::: Exercise data
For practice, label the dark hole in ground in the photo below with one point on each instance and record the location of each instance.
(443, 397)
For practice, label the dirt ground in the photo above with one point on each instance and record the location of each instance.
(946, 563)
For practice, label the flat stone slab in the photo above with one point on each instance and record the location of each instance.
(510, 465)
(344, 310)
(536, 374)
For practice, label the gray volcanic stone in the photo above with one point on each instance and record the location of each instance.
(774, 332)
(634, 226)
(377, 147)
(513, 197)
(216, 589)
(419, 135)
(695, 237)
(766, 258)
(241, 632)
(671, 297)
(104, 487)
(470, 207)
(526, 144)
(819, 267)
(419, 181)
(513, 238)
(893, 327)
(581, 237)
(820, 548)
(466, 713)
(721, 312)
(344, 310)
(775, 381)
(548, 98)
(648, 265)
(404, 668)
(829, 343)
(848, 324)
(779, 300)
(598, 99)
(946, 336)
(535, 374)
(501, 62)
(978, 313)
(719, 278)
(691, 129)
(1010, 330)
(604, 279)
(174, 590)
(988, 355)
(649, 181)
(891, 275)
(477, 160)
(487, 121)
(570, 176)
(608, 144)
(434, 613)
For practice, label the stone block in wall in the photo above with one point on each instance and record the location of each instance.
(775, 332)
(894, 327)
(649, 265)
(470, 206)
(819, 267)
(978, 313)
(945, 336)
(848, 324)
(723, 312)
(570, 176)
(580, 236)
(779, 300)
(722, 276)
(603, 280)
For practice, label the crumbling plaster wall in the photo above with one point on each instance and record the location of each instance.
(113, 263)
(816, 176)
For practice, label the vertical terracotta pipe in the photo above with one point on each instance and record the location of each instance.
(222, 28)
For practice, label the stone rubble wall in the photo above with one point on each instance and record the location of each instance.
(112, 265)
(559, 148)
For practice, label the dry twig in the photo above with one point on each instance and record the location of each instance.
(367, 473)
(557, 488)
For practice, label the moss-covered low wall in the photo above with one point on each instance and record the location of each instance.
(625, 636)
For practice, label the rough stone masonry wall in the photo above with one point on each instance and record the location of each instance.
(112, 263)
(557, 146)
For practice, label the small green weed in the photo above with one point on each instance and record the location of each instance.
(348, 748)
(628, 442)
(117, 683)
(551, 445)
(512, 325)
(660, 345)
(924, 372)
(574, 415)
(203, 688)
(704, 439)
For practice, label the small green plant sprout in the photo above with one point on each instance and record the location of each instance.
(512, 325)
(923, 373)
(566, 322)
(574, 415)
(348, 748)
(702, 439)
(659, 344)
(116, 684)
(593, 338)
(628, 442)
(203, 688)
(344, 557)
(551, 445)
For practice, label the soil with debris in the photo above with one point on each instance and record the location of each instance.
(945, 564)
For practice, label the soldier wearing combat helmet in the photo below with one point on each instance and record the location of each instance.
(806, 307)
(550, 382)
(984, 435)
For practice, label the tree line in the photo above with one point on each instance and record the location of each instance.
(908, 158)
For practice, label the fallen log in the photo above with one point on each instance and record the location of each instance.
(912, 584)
::::::
=== Work to complete ===
Copy exactly the lines that run from the one containing "For practice, label the soldier" to the last line of the listing, both included, and nothing more.

=== Completed task ===
For practice, label the soldier wearing combat helmet in the photo below with one point on each instance and record the location of each instance.
(806, 307)
(550, 382)
(984, 435)
For practice, label the tree line in the photo above with one point on each instance and record the location of each instance.
(908, 158)
For practice, label the fallen log in the photo above with one point on each instance and record the location of each instance.
(912, 584)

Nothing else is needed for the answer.